Point-per-instance localization data:
+++
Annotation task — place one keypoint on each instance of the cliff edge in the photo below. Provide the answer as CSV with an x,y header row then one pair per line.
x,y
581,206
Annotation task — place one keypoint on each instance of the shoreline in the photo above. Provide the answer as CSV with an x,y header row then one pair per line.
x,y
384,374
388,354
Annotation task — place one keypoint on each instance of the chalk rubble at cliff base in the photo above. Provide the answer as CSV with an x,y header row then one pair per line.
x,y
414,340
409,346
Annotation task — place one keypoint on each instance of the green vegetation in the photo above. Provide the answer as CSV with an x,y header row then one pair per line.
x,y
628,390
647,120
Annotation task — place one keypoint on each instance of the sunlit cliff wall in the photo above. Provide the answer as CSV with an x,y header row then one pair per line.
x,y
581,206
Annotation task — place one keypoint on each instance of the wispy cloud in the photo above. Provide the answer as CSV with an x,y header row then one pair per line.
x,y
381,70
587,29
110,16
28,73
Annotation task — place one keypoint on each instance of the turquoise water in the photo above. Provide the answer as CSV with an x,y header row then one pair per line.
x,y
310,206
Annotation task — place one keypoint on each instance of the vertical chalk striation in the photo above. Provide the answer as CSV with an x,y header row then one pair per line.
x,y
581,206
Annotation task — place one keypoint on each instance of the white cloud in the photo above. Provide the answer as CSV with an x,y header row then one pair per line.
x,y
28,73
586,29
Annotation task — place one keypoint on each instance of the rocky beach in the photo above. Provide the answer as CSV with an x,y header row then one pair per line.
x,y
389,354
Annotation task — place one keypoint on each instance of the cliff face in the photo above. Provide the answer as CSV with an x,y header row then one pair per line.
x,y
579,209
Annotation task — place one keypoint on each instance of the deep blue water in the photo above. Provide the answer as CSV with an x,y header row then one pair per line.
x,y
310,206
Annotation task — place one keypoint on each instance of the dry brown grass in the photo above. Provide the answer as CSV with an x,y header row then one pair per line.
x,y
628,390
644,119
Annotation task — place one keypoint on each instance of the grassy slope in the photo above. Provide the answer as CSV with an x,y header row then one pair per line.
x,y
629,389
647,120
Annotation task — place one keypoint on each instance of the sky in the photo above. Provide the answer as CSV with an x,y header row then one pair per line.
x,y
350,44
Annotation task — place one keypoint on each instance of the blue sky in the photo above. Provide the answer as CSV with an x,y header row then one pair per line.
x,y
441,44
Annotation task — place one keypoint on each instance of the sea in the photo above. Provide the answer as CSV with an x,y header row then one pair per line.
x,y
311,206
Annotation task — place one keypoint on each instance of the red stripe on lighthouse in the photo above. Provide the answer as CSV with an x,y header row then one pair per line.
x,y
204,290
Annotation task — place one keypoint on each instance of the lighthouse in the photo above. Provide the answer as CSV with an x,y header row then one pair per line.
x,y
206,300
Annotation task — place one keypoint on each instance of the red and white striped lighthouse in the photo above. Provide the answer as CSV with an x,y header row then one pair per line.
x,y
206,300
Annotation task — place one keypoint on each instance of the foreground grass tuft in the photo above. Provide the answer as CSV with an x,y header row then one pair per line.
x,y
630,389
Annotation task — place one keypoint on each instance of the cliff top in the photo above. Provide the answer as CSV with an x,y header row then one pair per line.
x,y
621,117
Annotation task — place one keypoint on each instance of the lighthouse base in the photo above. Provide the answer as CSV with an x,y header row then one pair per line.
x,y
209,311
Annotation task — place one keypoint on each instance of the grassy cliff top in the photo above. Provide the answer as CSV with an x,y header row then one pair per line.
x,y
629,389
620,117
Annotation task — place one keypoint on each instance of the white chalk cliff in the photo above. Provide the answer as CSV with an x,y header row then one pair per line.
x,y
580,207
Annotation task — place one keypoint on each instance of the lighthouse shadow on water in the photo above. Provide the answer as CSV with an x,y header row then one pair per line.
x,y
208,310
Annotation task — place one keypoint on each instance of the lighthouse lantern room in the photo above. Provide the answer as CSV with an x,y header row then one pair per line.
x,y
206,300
+++
Restate every record exactly, leaving nothing out.

Finished exercise
Annotation task — place one keypoint on each instance of the cliff edge in the photo below. Provide the answer as CSV with an x,y header row then one pair per line.
x,y
581,206
Annotation task — place one keypoint on each instance of the shoreline in the photo above. Provide the answer as CSV with an x,y header row then one pair per line.
x,y
384,374
388,354
Annotation task — place one keypoint on each instance of the chalk rubble at cliff base in the photo above. Provide the answer as CSV with an x,y header row then one pair per line.
x,y
414,340
409,346
Annotation task — place one keypoint on each instance of the green vegetation in the photo above. Provide the answer as CSV with an x,y header row then one pair per line.
x,y
628,390
647,120
Annotation task — place one keypoint on each instance of the sunlit cliff wall in the photo above. Provide the answer as CSV with an x,y header row then one pair per line.
x,y
581,206
Annotation task — place one keypoint on each instance of the wispy cloud in the photo above. Provide the answer as CSV with an x,y header row then one pair per line.
x,y
381,70
587,29
110,16
28,73
Annotation task — place one keypoint on each instance of the turquoise water in the photo above. Provide the answer as CSV with an x,y header row then one pair per line.
x,y
310,206
Annotation task — place one keypoint on each instance of the vertical chalk striation in the photo above. Provide the answer as CSV with an x,y header row then one pair per line.
x,y
581,206
Annotation task — place one keypoint on each instance of the white cloud in the photo above. Provide the answer as CSV with an x,y header row then one pair per line.
x,y
28,73
586,29
Annotation task — place one keypoint on each instance of the rocky beach in the photo above. Provide the answer as CSV with an x,y header row then one pair per line.
x,y
389,354
Annotation task — place one keypoint on each instance of the cliff face in the photo above. Provide the answer as CSV with an x,y header row then one pair per line.
x,y
579,209
Annotation task — place one keypoint on each instance of the deep blue water in the photo above. Provide the answer as CSV with an x,y header row then one pair per line.
x,y
310,206
Annotation task — place one keypoint on each instance of the dry brown grass in the photo above. Provide the answer as CSV with an x,y header row then one pair per line.
x,y
628,390
644,119
Annotation task — place one keypoint on each instance of the grassy slope in the photo above. Provide the answer as CSV with an x,y header row then one pair per line.
x,y
629,389
647,120
Annotation task — place one keypoint on each instance of the sky in the photo above. Provide the answer as CSV with an x,y header row then one pair per line.
x,y
350,44
Annotation task — place one keypoint on each instance of the blue sky in the photo above. Provide the answer as CSV with an x,y header row then one pair per line.
x,y
441,44
Annotation task — place one keypoint on each instance of the sea in the photo above. Provide the answer as CSV with an x,y header row then one pair per line.
x,y
311,206
Annotation task — place one keypoint on each instance of the red stripe on lighthouse in the photo above. Provide the answer as CSV with an x,y header row then one pair per line.
x,y
204,290
Annotation task — place one keypoint on each instance of the lighthouse in the photo above. Provide the answer as CSV with an x,y header row then one pair per line.
x,y
206,300
Annotation task — place one keypoint on each instance of the red and white striped lighthouse in the photo above. Provide the answer as CSV with an x,y header row then one pair per line.
x,y
206,300
Annotation task — place one keypoint on each instance of the foreground grass tuft in the photo above. Provide the answer as CSV with an x,y header row then one pair per line.
x,y
630,389
Annotation task — place one keypoint on each instance of the cliff top in the photo above. Provide the answer as CSV with an x,y header row then one pair per line.
x,y
621,117
Annotation task — place one keypoint on each instance of the lighthouse base in the photo above. Provide the answer as CSV with an x,y header row then one pair per line.
x,y
209,311
Annotation task — place one keypoint on each instance of the grassy cliff top in the photo above. Provide the answer as CSV with an x,y header row then one pair per line.
x,y
629,389
620,117
Annotation task — place one keypoint on each instance of the white chalk cliff in the photo above. Provide the answer as CSV with an x,y header row then one pair per line.
x,y
580,207
Annotation task — place one keypoint on each instance of the lighthouse shadow on water in the photo above. Provide the answer as CSV with an x,y header row then one pair per line.
x,y
208,310
Annotation task — place one keypoint on each instance of the lighthouse lantern room in the photo above. Provide the answer as CSV with an x,y header row then one pair per line.
x,y
206,300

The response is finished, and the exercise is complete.